(Some records)
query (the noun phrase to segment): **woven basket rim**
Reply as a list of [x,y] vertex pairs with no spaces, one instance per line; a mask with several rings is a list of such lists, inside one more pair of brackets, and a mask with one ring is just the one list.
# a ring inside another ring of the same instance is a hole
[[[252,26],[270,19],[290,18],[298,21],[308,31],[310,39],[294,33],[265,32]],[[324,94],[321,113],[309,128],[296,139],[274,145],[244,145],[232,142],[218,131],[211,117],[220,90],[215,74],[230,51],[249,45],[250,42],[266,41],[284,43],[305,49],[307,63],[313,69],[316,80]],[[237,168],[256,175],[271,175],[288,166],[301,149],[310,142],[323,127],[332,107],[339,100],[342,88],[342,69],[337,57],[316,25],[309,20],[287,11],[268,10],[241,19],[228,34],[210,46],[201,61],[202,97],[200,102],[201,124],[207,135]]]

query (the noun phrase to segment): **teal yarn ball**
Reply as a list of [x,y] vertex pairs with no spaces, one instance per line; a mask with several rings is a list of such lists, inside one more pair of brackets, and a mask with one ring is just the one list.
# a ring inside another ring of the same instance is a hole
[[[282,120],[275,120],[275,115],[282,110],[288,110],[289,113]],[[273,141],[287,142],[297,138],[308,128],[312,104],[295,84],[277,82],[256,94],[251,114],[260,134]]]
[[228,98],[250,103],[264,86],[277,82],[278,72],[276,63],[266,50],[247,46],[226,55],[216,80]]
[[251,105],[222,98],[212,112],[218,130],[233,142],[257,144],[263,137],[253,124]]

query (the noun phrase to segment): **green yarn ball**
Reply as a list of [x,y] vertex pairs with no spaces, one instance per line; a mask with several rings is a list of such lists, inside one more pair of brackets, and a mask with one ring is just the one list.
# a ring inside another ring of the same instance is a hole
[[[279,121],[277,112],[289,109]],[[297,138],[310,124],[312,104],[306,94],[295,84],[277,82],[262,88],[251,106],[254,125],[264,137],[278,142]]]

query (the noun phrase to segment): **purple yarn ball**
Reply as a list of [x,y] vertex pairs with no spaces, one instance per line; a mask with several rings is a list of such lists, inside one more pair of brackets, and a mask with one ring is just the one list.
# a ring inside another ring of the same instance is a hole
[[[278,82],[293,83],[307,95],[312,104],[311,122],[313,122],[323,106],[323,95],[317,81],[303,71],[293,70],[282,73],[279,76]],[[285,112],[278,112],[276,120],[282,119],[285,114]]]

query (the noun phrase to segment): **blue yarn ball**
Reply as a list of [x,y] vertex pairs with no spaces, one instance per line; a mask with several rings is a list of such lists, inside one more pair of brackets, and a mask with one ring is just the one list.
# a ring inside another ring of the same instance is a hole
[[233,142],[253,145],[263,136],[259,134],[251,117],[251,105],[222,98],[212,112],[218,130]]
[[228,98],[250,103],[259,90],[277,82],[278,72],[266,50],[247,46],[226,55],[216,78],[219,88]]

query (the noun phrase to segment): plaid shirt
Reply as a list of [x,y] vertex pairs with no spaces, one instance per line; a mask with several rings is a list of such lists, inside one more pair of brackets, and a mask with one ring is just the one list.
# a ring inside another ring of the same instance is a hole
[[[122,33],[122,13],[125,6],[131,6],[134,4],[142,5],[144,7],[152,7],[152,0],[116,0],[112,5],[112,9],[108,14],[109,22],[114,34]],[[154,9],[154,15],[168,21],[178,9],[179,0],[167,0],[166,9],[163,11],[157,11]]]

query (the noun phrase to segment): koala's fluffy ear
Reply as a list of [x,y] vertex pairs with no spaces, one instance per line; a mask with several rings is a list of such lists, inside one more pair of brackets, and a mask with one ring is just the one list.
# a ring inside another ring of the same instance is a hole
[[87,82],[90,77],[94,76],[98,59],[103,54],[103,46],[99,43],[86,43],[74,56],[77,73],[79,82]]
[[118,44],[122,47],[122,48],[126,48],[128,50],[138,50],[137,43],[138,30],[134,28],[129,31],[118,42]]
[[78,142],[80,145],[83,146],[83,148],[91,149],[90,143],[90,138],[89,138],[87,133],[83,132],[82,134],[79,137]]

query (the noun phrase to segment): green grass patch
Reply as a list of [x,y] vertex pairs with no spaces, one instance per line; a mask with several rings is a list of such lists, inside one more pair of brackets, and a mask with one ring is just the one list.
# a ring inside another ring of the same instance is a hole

= STATED GOAL =
Copy the data above word for word, from the first line to the last.

= EXERCISE RESULT =
query (the noun phrase to segment): **woven basket rim**
Reply as a list of [x,y] vertex pairs with no spaces, one instance per line; a mask with several rings is a list of such lists, inside one more pair of brackets, and a mask with one ring is just the one list.
# a ring inside another ring of the same instance is a hole
[[[252,26],[270,19],[290,18],[298,21],[308,31],[310,39],[294,33],[265,32]],[[324,94],[321,113],[309,128],[296,139],[274,145],[244,145],[232,142],[218,131],[211,117],[220,90],[215,74],[230,51],[249,45],[250,42],[266,41],[284,43],[305,49],[307,63],[313,69],[316,80]],[[237,168],[256,175],[271,175],[288,166],[301,149],[310,142],[323,127],[332,107],[339,100],[342,88],[342,69],[337,57],[316,25],[309,20],[287,11],[268,10],[241,19],[228,34],[210,46],[201,61],[202,97],[200,102],[201,124],[207,135]]]

query (the noun phrase to segment): **teal yarn ball**
Reply as a list of [x,y] vertex pairs with no spaces, one instance per line; a mask with several rings is a list of such lists, inside one more pair of brackets, and a mask with one ring is just the one list.
# a ring inside another ring of the same instance is a hole
[[[282,120],[275,120],[275,115],[282,110],[288,110],[289,113]],[[273,141],[287,142],[297,138],[308,128],[312,104],[295,84],[277,82],[256,94],[251,114],[260,134]]]
[[228,98],[250,103],[264,86],[277,82],[278,72],[276,63],[266,50],[247,46],[226,55],[216,80]]
[[251,105],[222,98],[212,112],[218,130],[233,142],[257,144],[263,137],[253,124]]

query (the noun phrase to segment): **green yarn ball**
Reply as a list of [x,y] vertex pairs with no spaces, one instance per line; a mask with several rings is a list of such lists, inside one more pair of brackets, and a mask with one ring is just the one list.
# a ring inside another ring of the same instance is a hole
[[[279,121],[277,112],[289,109]],[[297,138],[310,124],[312,104],[306,94],[295,84],[277,82],[262,88],[251,106],[254,125],[264,137],[278,142]]]

query (the noun phrase to segment): **purple yarn ball**
Reply as a list of [x,y] vertex pairs with no spaces, one instance per line; a mask with several rings is a list of such lists, inside one more pair of brackets, and a mask with one ring is just the one list.
# a ring inside another ring of the same instance is a hole
[[[278,82],[293,83],[307,95],[312,104],[311,122],[313,122],[323,106],[323,95],[317,81],[303,71],[293,70],[282,73],[279,76]],[[285,112],[278,112],[276,120],[282,119],[285,114]]]

query (the noun phrase to segment): **blue yarn ball**
Reply as a list of [x,y] vertex pairs with no spaces, one instance per line; a mask with several rings is a list of such lists, inside one more pair of brackets, and a mask with one ring is just the one list.
# a ring inside another ring of the same instance is a hole
[[233,142],[253,145],[263,136],[259,134],[251,117],[251,105],[222,98],[212,112],[218,130]]
[[228,98],[250,103],[259,90],[277,82],[278,72],[266,50],[247,46],[226,55],[216,78],[219,88]]

query (the noun phrase to segment): plaid shirt
Reply as a list of [x,y] vertex pairs with no spaces, one instance per line; a mask with several rings is a list of such lists, inside one more pair of brackets, and a mask with one ring is just the one list.
# a ring inside another ring of the same instance is a hole
[[[122,33],[122,13],[125,6],[131,6],[134,4],[142,5],[144,7],[152,7],[152,0],[116,0],[112,5],[112,9],[108,14],[109,22],[114,34]],[[154,9],[154,15],[168,21],[178,9],[179,0],[167,0],[166,9],[163,11],[157,11]]]

query (the noun phrase to segment): koala's fluffy ear
Reply as a list of [x,y] vertex pairs with no spaces, one instance per line; a mask with several rings is a list of such lists, inside one more pair of brackets, and a mask with one ring is just the one list.
# a ring inside another ring of the same instance is a hole
[[87,82],[90,77],[94,76],[98,59],[103,54],[103,46],[99,43],[86,43],[74,56],[77,73],[79,82]]
[[118,44],[122,47],[122,48],[126,48],[128,50],[138,50],[137,43],[138,30],[134,28],[129,31],[118,42]]
[[78,142],[80,145],[83,146],[83,148],[91,149],[90,143],[90,138],[89,138],[87,133],[83,132],[82,134],[79,137]]

query (the noun phrase to segment): green grass patch
Reply as a list of [x,y] vertex pairs with no spaces, one instance per line; a mask with several rings is a list of such lists, inside one more pair of brackets, and a mask with one ring is just the one list.
# a ring inside another ring of the same instance is a hole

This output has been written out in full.